_Problem_:
Across the material below, say how many lines contain the string "bill", and add no other words.
_ _ _
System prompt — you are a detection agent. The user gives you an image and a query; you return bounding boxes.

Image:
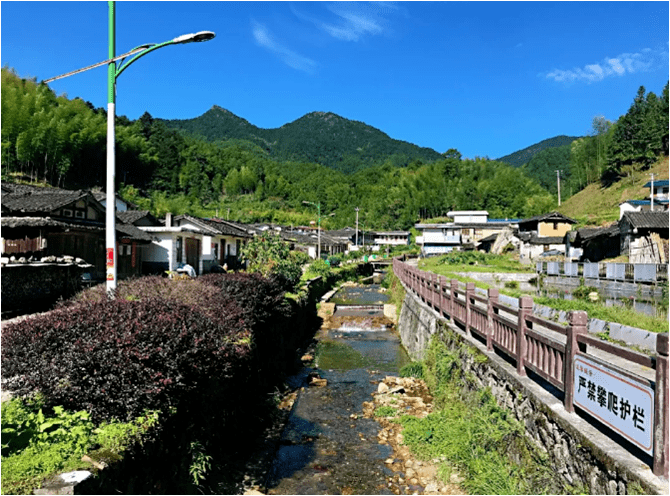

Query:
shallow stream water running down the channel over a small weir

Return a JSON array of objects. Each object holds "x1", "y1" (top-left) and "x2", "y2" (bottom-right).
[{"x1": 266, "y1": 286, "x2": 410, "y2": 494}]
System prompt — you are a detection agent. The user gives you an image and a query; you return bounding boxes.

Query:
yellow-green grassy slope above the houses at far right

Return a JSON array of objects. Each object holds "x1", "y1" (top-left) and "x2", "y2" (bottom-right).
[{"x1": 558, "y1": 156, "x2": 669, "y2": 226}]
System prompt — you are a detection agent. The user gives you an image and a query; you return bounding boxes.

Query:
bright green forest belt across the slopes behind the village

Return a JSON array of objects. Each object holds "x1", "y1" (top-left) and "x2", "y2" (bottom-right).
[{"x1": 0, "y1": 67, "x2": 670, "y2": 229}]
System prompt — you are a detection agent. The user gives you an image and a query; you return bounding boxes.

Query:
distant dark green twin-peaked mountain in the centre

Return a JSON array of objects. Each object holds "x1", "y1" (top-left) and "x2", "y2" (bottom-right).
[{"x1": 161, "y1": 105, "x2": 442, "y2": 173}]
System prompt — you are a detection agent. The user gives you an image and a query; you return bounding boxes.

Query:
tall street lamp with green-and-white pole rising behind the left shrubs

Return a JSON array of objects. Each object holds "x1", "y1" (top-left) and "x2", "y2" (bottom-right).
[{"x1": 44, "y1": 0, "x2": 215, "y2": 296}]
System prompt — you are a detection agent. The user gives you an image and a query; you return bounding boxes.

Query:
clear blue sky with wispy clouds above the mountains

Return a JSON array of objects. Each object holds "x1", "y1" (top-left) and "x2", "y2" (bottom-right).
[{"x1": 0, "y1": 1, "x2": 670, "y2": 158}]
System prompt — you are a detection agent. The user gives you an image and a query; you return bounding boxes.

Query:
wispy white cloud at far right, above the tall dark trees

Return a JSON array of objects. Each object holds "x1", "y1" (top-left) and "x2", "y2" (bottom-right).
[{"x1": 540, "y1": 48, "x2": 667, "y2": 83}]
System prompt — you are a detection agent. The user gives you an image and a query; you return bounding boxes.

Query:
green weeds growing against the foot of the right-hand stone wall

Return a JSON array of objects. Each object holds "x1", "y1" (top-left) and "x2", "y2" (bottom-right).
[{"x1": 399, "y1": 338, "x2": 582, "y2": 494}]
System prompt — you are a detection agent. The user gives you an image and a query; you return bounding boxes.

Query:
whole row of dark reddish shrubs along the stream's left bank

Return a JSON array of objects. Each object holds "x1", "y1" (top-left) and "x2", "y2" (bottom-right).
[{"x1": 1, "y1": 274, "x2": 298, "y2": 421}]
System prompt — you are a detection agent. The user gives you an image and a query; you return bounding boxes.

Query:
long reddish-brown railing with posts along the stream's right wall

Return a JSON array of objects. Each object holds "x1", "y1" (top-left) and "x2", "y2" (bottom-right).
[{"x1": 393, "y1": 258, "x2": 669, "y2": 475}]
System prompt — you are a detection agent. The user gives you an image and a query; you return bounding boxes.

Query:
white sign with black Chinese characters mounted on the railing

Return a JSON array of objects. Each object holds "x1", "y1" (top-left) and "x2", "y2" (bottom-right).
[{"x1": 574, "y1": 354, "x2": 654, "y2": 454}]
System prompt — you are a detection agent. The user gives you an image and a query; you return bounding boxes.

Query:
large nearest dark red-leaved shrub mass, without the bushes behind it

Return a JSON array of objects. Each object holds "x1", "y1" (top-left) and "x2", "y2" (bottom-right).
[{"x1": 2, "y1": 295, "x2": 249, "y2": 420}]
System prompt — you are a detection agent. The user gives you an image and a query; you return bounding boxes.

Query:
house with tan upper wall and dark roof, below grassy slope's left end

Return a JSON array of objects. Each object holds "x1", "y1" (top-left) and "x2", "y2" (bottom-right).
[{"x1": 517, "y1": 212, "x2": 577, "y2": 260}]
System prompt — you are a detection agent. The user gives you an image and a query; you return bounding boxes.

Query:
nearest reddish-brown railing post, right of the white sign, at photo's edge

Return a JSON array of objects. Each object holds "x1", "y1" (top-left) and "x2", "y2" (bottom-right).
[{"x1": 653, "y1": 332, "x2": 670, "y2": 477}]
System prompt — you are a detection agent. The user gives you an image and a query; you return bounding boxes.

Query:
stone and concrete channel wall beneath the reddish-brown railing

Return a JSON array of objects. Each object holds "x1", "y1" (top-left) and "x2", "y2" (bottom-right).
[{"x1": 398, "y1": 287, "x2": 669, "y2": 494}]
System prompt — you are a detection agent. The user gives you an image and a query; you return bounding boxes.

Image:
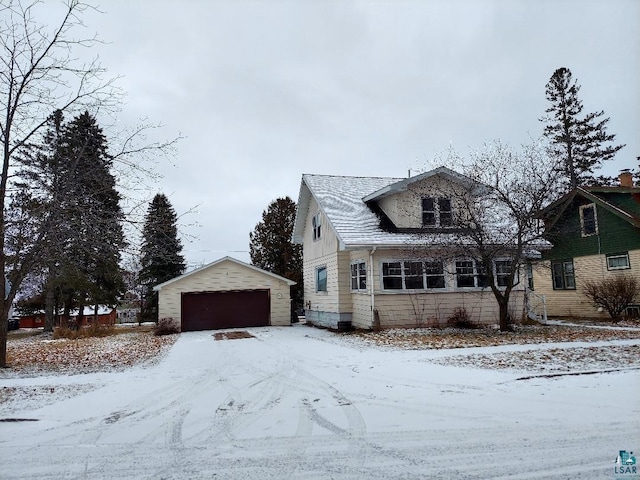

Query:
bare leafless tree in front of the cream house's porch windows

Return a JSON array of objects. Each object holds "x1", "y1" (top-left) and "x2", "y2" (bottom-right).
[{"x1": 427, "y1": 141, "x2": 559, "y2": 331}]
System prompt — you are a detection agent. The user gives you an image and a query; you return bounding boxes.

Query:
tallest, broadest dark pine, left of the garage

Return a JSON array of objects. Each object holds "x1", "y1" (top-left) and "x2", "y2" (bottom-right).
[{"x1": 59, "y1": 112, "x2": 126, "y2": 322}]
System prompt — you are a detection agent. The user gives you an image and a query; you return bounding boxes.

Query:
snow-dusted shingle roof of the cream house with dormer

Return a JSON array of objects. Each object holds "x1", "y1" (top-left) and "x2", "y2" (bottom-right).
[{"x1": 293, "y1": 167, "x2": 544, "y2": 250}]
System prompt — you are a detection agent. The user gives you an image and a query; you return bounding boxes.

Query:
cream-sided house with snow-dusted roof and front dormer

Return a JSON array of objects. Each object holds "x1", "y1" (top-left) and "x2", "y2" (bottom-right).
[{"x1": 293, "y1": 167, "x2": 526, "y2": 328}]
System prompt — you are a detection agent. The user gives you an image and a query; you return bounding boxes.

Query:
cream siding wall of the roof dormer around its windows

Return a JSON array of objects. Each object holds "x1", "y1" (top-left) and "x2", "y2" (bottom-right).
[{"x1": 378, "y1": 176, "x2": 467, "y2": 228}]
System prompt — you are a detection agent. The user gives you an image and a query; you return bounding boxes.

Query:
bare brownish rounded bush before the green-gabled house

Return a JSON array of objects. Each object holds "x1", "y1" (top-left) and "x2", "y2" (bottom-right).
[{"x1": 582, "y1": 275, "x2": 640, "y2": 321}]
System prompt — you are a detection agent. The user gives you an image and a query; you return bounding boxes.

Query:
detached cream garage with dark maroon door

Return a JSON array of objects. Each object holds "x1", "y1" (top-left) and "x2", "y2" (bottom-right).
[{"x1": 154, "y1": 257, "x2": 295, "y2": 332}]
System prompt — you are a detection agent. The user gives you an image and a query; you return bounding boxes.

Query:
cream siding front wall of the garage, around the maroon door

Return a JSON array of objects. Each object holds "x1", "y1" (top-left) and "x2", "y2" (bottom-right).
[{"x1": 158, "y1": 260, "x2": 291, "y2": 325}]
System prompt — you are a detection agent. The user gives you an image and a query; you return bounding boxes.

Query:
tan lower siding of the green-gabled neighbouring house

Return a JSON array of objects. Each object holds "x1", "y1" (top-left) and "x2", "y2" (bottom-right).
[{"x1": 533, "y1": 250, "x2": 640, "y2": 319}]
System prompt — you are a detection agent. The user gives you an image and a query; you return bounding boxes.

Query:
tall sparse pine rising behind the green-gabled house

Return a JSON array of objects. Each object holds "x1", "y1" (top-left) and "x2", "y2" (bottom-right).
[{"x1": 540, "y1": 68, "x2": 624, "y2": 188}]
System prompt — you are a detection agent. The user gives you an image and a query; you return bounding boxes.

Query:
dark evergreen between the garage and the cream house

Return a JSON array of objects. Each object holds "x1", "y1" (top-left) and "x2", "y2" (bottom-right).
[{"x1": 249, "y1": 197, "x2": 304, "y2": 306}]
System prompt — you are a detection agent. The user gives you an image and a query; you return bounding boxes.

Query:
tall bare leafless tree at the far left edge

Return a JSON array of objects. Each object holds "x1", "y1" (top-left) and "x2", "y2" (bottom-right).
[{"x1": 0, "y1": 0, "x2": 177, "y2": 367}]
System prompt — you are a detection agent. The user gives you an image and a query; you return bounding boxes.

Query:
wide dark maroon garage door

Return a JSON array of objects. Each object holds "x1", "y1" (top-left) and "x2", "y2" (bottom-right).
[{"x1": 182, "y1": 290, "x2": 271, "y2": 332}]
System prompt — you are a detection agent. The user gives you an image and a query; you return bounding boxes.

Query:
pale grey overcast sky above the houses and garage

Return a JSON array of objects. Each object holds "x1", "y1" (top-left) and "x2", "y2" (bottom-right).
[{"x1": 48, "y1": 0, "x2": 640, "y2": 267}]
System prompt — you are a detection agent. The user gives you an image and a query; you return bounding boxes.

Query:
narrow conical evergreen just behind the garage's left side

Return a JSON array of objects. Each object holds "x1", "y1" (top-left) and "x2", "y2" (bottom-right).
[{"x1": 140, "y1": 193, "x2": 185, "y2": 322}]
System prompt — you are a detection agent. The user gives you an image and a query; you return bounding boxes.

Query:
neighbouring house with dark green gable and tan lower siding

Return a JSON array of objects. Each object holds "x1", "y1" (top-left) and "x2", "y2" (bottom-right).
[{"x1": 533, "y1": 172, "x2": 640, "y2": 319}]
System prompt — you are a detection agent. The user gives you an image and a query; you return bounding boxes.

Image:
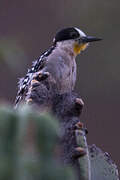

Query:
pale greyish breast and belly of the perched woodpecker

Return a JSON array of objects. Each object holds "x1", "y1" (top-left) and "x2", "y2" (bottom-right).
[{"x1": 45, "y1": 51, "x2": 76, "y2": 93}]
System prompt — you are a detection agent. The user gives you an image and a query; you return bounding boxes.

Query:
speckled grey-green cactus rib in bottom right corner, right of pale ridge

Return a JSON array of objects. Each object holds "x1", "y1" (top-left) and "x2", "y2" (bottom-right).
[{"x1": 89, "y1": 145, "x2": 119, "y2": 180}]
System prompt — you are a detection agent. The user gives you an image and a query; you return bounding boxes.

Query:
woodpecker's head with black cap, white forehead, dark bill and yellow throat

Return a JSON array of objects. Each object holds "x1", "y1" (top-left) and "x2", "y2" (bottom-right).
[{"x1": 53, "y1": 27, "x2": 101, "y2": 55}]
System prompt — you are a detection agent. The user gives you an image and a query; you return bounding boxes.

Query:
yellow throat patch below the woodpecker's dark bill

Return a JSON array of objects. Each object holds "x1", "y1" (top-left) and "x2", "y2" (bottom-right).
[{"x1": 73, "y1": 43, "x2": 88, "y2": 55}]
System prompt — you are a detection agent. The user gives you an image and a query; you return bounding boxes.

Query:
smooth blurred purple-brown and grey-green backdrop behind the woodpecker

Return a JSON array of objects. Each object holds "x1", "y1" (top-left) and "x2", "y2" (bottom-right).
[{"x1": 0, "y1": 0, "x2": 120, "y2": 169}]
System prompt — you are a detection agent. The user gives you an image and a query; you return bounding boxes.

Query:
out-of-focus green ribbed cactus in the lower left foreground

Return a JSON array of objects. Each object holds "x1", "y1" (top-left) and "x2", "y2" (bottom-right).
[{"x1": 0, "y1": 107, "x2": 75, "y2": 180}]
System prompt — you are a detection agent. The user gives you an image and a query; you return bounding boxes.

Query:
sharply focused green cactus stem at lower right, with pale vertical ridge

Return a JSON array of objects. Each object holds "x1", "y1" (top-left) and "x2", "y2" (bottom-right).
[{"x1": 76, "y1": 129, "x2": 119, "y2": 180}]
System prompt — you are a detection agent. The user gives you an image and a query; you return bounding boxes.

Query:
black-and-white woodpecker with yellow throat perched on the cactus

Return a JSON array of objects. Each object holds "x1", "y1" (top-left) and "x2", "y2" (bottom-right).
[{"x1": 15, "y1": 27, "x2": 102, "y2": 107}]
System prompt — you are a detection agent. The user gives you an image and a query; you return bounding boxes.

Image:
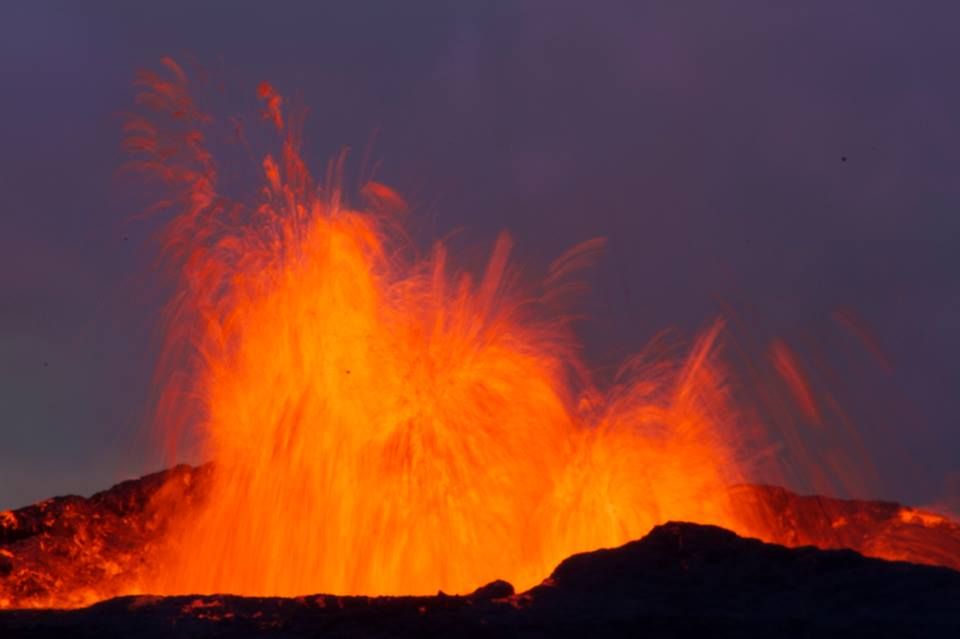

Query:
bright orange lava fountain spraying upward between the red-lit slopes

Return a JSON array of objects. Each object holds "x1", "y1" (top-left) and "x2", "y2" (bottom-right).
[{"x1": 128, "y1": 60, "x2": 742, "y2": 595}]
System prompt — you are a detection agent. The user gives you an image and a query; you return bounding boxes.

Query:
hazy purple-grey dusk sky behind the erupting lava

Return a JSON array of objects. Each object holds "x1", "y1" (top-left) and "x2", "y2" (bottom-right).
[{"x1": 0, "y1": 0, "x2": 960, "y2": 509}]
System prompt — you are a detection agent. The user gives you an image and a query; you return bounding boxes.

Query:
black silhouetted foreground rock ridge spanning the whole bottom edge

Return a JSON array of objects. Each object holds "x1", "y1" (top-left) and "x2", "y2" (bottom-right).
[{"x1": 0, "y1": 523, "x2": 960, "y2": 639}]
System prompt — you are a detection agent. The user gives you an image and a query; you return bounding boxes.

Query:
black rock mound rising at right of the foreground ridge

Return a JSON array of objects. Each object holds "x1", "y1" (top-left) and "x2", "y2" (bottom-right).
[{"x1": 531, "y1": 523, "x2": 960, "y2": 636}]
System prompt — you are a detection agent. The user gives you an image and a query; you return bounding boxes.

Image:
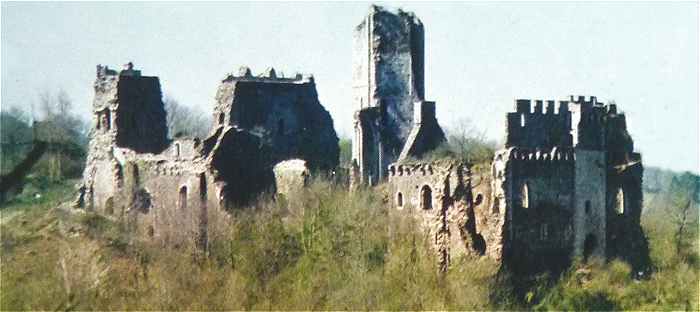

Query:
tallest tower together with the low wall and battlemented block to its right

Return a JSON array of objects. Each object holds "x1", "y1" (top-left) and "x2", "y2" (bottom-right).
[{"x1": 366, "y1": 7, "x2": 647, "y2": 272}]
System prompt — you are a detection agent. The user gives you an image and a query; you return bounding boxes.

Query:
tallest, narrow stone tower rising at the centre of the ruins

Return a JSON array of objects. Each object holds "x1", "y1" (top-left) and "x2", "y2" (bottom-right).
_ _ _
_Task solution_:
2